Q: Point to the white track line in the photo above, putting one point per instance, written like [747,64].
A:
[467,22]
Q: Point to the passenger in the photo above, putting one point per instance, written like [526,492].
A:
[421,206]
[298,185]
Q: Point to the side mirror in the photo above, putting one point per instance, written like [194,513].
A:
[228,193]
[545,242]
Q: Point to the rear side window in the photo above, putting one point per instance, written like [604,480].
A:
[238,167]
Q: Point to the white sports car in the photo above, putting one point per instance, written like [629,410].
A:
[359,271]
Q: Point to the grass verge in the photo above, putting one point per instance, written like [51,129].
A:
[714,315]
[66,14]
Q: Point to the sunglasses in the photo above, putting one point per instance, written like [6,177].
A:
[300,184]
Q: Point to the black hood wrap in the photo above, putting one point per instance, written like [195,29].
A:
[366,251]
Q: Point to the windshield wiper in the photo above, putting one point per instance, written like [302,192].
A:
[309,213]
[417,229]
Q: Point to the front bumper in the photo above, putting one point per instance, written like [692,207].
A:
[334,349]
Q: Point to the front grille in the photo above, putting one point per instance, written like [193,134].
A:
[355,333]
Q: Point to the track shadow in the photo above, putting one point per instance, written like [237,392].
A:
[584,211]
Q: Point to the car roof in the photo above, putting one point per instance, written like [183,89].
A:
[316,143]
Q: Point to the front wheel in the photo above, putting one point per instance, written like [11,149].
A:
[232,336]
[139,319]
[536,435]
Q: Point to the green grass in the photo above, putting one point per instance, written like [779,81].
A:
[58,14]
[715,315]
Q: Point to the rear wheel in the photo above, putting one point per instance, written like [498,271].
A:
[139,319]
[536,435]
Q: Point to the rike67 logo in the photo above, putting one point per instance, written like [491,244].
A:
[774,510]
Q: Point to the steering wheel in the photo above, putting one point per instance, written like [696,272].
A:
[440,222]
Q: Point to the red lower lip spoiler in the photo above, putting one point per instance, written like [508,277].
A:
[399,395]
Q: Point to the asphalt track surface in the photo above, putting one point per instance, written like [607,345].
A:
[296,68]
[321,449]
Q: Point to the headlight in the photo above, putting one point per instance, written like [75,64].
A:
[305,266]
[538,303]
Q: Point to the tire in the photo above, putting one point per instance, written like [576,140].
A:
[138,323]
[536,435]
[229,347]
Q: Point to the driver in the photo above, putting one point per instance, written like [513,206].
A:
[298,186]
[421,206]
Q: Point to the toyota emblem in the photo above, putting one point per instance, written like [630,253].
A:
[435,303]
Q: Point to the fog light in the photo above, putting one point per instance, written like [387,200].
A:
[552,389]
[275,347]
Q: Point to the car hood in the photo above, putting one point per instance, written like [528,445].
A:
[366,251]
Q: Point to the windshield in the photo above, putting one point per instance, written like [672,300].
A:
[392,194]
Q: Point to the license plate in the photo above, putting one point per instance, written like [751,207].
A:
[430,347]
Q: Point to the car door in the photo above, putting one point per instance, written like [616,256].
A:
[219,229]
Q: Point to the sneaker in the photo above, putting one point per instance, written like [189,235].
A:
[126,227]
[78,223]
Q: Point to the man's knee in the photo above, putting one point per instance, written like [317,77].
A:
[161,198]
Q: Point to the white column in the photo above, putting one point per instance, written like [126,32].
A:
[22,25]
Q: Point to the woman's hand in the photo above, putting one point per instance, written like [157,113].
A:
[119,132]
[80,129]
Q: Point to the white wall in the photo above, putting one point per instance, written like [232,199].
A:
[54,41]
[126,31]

> _Exercise requirements_: Scan the data above; copy every line where "windshield" appears.

> _Task output_:
Q: Point to the windshield wiper in the photo above, putting one point per instance, written like [302,192].
Q: Point to the windshield in the photo above, putting one point per instance, written like [672,300].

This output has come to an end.